- ZADANIA DO WYKONANIA -
1. Oceń, czy poniższe stwierdzenia zgadzają się z tekstem o firmie Conec. Przy każdym odpowiedz „tak” lub „nie” i zacytuj słowa tekstu, które o tym przesądzają.
(a) Conec działa na polskim rynku od 2000 roku.
(b) Firma macierzysta Conec istnieje od ponad 50 lat.
(c) Oferta produktowa Conec przez lata pozostawała niezmieniona.
2. Kontynuuj tekst o firmie Conec od miejsca, w którym się kończy.

- DOSTARCZONY FRAGMENT -
......
Conec: Potencjał handlowy marki Amphenol wykracza poza ofertę złączy Conec, co pozwala na penetrację rynku daleko głębszą niż dotychczas

| Wywiady

O przeszło dwudziestoletniej obecności firmy Conec na polskim rynku rozmawiamy z jej Branch Managerem, Maciejem Boczarem.

Conec: Potencjał handlowy marki Amphenol wykracza poza ofertę złączy Conec, co pozwala na penetrację rynku daleko głębszą niż dotychczas
  • Jaką pozycję rynkową i produktową zajmuje w Polsce firma Conec?

Conec jest obecny w Polsce od 2000 roku, a więc już 22 lata, a firma macierzysta istnieje od blisko 45 lat. To długi okres i podobnie jak w przypadku wielu innych firm technologicznych obecnych na rynku od wielu lat, oferta produktowa Conec istotnie się zmieniała.
......
Fragment zbioru danych
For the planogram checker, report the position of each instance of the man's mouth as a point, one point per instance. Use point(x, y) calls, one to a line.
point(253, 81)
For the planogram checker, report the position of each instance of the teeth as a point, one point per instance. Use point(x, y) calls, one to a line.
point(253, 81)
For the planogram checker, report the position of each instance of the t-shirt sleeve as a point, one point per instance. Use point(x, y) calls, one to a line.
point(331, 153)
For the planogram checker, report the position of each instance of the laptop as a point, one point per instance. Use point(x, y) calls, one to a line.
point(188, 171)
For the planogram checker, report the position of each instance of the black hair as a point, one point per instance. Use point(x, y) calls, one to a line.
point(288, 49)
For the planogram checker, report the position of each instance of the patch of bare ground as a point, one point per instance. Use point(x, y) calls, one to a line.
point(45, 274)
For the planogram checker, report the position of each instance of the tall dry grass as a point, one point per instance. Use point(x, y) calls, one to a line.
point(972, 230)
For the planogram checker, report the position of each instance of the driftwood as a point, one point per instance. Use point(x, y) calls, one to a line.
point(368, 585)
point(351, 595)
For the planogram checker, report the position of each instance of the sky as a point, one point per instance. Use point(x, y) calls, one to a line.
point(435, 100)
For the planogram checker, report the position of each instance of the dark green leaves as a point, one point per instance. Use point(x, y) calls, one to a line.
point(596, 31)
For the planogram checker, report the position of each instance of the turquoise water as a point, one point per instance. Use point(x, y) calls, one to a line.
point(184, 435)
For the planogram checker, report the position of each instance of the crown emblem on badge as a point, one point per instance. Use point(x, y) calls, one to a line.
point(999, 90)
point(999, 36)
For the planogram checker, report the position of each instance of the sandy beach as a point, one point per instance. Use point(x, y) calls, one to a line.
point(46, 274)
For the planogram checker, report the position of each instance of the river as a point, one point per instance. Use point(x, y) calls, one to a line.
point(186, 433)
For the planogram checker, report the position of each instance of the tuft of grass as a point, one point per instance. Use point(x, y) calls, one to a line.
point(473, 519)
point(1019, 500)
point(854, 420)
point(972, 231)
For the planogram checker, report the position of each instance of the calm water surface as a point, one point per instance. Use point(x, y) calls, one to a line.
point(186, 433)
......
- WYNIKI ZADAŃ -
1.
(a) Tak: „Conec jest obecny w Polsce od 2000 roku”.
(b) Nie: „firma macierzysta istnieje od blisko 45 lat”.
(c) Nie: „oferta produktowa Conec istotnie się zmieniała”.

2.
Początki firmy wiążą się nierozerwalnie z produkcją złączy D-Sub, które znane są chyba najlepiej ze sprzętu komputerowego. Było to bardzo popularne rozwiązanie w technice połączeń. Conec postawił w tych elementach na zaawansowanie technologiczne, wysoką jakość i produkował je w kilku wersjach, np. z wbudowanym filtrem EMI/RFI, wodoszczelnych, różnostykowych czy tzw. solid body, co jak sama nazwa wskazuje, stawia na podwyższoną trwałość konstrukcji. Produkowane również były i są do dzisiaj złącza D-Sub Combo, gdzie rodzaje i typy styków można konfigurować w wielu znormalizowanych wariantach. 20 lat temu złącza Conec, które pozwalały w jednym elemencie podłączyć sygnały sterujące i zasilanie, wyróżniały markę na rynku, dzisiaj można je znaleźć u wielu producentów.

  • Jak na przestrzeni lat zmieniało się portfolio produktowe?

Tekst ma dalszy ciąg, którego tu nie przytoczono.